---------- Document section
Missing the best exchange rate on a typical holiday currency purchase can quietly cost you £100 or more before you’ve even checked in to your hotel. Airport rates are 10-15% worse than those available online or on the high street, and even a small difference in timing can chip away at your spending money in ways that only become obvious when you’re already abroad. The good news is that tracking exchange rates is neither complicated nor time-consuming, and this guide will walk you through exactly what tools to use, how to set up alerts, and how to verify you’ve secured the best possible deal before your trip.
Table of Contents
- What you need before you start tracking exchange rates
- Step-by-step: How to set up exchange rate alerts and trackers
- Troubleshooting and common mistakes to avoid
- Verifying the result: Getting the best deal in the end
- Why most UK travellers miss out on top rates and how you can do better
- Compare and secure the best exchange rates for your next trip
- Frequently asked questions
Key Takeaways
| Point | Details |
|---|---|
| Plan in advance | Tracking rates before your trip gives you real power to save on travel money. |
| Use alerts and top tools | Apps like XE, Wise, and Revolut help you monitor and act at the right time for the best rates. |
| Avoid common mistakes | Steer clear of weekend rates, airport exchanges, and always compare the total cost, not just the headline rate. |
| Verify your deal | Check final rates against mid-market benchmarks to be sure you‘ve got the best value. |
What you need before you start tracking exchange rates
Now that you understand how much you could lose or gain, let’s make sure you’ve got everything ready before you begin monitoring rates.
--------------------
__Instructions__.
(a) Which apps does the exchange rate guide name for monitoring rates?
(b) Write the next part of the exchange rate guide, picking up after its last sentence.
---------- Given data
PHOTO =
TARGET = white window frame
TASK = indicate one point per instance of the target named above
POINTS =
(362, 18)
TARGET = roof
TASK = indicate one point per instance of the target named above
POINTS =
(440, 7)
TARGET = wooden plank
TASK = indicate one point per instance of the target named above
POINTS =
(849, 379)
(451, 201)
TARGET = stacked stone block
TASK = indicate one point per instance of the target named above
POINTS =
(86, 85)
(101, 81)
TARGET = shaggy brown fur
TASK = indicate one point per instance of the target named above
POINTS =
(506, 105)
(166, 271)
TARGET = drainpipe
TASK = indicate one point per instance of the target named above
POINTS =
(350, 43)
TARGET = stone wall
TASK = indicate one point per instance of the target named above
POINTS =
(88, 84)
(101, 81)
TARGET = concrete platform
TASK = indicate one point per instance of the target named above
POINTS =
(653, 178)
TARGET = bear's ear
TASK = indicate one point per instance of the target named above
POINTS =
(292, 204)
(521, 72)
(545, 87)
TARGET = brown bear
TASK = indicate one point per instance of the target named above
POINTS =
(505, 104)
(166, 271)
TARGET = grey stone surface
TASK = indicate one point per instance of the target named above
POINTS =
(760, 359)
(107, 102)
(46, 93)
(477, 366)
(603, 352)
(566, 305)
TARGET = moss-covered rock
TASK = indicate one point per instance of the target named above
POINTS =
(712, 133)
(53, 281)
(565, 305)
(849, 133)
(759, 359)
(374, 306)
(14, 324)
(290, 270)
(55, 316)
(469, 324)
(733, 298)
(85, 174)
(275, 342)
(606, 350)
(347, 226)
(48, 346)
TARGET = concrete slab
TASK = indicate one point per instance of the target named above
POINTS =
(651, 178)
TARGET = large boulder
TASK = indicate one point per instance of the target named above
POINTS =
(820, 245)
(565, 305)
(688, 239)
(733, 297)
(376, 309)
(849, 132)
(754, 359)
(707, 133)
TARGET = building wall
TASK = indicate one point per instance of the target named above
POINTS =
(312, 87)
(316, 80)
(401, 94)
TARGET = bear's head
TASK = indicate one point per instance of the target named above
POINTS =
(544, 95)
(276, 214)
--------------------
__Responses in order__.
(a) XE, Wise, and Revolut.

(b)
Before you can track anything effectively, a little preparation goes a long way. The process is far simpler than it sounds, but having the right setup in advance means you won’t be scrambling at the last minute when a good rate appears. This is where most travellers fall short. They think about exchange rates two days before departure, by which point the best rates have already come and gone.
The essentials are straightforward. You need a smartphone or laptop with a reliable internet connection, an idea of which currency pair you want to watch (for example, GBP to EUR or GBP to USD), and a rough sense of how much you plan to exchange. That last point matters more than most people realise. Knowing your budget allows you to calculate the real-world value of even a one or two percent rate improvement. On a £2,000 exchange, a 2% better rate puts £40 back in your pocket.
Dedicated currency tracking services like XE.com and the Wise app allow you to monitor live mid-market rates and set automatic alerts, so you’re notified the moment your target rate is hit. Signing up takes under five minutes and gives you a serious advantage over travellers who rely on guesswork. Our complete travel money guide also covers the wider picture of saving on currency before and during your trip.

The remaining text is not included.